Metin
VESİLE III.....

        Sahabesi o hayatta iken Allah’a yakınlık için ona ait her şeyi, hatta içtiği suyun artığını dahi vesile edinmiştir: Sehl b. Sa’d’den (radiyallahu anh); “Peygamber’e (sallallahu aleyhi ve âlihi) su getirildi, ondan içti. Sağında bir çocuk oturuyordu, solunda da yaşlı insanlar vardı. Çocuğa dedi ki: ‘Önce bunlara vermeme izin verir misin?’ Çocuk şöyle dedi: ‘Ey Allah Resûlü! Vallahi Senden sonra kimseyi kendime tercih etmem.’ Bunun üzerine maşrapayı ona verdi.” (Bu hadisi Buhârî, Eşribe 19, VI, 248 ve Müslim, Eşribe no. 127-8, s. 1604; Ebû Hâzım an Sehl asl-ı senedi ile tahrîc ettiler)

Görev Talimatı
Metinde geçen "Sağında bir çocuk oturuyordu, solunda da yaşlı insanlar vardı." cümlesini İngilizceye çevirin.

Kaynak Alıntısı
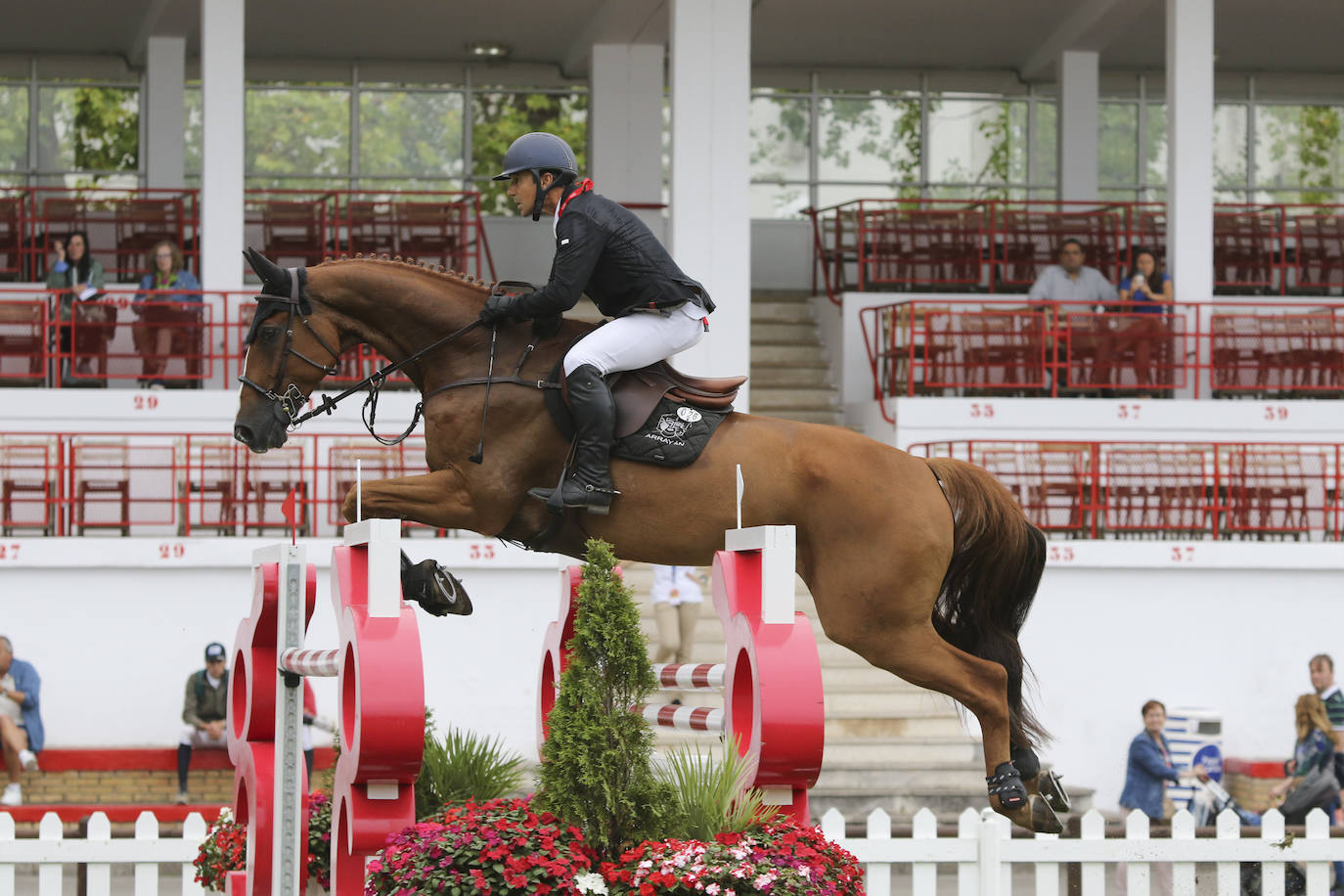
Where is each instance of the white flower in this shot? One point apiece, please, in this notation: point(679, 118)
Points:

Tamamlanmış Cevap
A child was sitting on his right, and on his left there were elderly people.